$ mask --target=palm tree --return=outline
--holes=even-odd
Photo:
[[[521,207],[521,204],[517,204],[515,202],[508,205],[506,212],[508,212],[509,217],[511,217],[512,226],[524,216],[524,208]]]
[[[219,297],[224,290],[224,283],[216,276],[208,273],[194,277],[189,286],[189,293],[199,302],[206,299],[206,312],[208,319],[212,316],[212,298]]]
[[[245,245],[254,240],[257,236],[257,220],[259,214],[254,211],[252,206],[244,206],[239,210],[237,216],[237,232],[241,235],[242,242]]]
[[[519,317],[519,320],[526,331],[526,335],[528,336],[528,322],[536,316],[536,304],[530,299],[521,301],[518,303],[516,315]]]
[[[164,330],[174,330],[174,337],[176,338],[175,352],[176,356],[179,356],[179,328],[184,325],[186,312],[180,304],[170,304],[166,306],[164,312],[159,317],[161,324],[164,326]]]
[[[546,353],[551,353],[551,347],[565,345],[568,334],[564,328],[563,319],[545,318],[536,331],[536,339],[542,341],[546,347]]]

- **Requirement**: Every line of the data is to be printed again exactly.

- **Exercise solution**:
$ mask --target=palm tree --return=outline
--holes=even-odd
Photo:
[[[521,207],[521,204],[517,204],[515,202],[508,205],[506,212],[508,212],[509,217],[511,217],[512,226],[524,216],[524,208]]]
[[[219,297],[224,290],[224,283],[216,276],[208,273],[194,277],[189,286],[189,293],[199,302],[206,299],[206,312],[208,319],[212,316],[212,298]]]
[[[245,245],[254,240],[257,236],[257,220],[259,214],[254,211],[252,206],[244,206],[239,210],[237,216],[237,232],[241,235],[242,242]]]
[[[519,317],[519,320],[526,331],[526,335],[528,336],[528,322],[536,316],[536,304],[530,299],[521,301],[518,303],[516,315]]]
[[[164,330],[174,330],[174,337],[176,338],[175,352],[176,356],[179,356],[179,328],[184,325],[186,312],[180,304],[170,304],[166,306],[164,312],[159,317],[161,324],[164,326]]]
[[[546,353],[551,353],[551,347],[565,345],[568,334],[564,328],[563,319],[545,318],[536,331],[536,339],[542,341],[546,347]]]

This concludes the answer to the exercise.